1978 Asian Invitational Badminton Championships

Tournament details
- Dates: 15 – 25 April
- Edition: 3
- Venue: Capital Indoor Stadium
- Location: Peking, People's Republic of China

= 1978 Asian Invitational Badminton Championships =

Badminton championships

The 1978 Asian Invitational Badminton Championships which was the third edition of Asian Invitational Championships took place in the month of April in Peking, People's Republic of China.

== Description ==
This Asian tourney was originally decided to be held in Singapore but was later given to China. Tournament organised junior events as well which included Boys' singles & doubles as well as Girls' singles and doubles. Mixed doubles competitions were as usual not conducted. A total of 12 countries took part in this event which were China, India, Singapore, Iran, Japan, Malaysia, Indonesia, Hong Kong, Philippines, Thailand, Sri Lanka and Pakistan.

REQUIREMENT 1 »
In the records, begin at the line containing "in white tank" and stop after the line containing "[256,100,289,132]". Write out only those lines, replacing "outstretched arm" with "extended arm" and keeping everything else the same.

ENTRIES SUPPLIED »
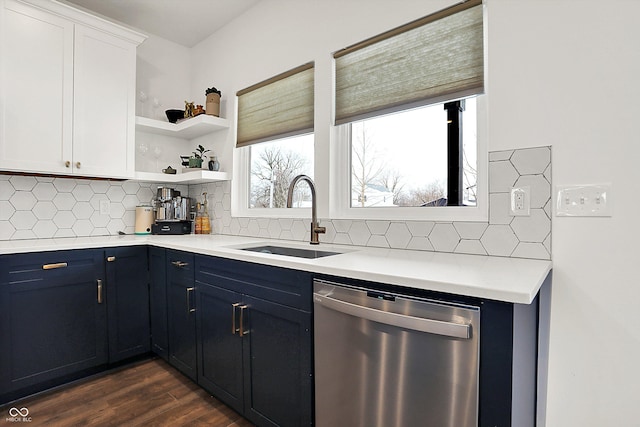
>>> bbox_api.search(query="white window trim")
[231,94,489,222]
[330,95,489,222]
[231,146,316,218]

==

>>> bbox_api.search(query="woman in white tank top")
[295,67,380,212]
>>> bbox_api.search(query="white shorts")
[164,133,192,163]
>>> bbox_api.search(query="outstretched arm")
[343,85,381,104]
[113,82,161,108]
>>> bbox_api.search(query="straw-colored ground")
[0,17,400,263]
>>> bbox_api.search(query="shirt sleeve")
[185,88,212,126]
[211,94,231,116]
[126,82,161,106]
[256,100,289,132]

REQUIREMENT 2 »
Answer these questions using the text on the 1978 Asian Invitational Badminton Championships:
(a) What was the tournament's venue?
(b) Where was the tourney originally supposed to be held?
(c) How many countries took part?

COMPLETE RESPONSE 1 »
>>> bbox_api.search(query="woman in white tank top")
[295,67,380,212]
>>> bbox_api.search(query="white shorts")
[164,133,192,163]
>>> bbox_api.search(query="extended arm")
[343,85,381,104]
[113,82,161,108]
>>> bbox_api.search(query="straw-colored ground")
[0,17,400,263]
>>> bbox_api.search(query="shirt sleeve")
[185,88,212,126]
[211,94,231,116]
[126,82,161,106]
[256,100,289,132]

COMPLETE RESPONSE 2 »
(a) Capital Indoor Stadium
(b) Singapore
(c) 12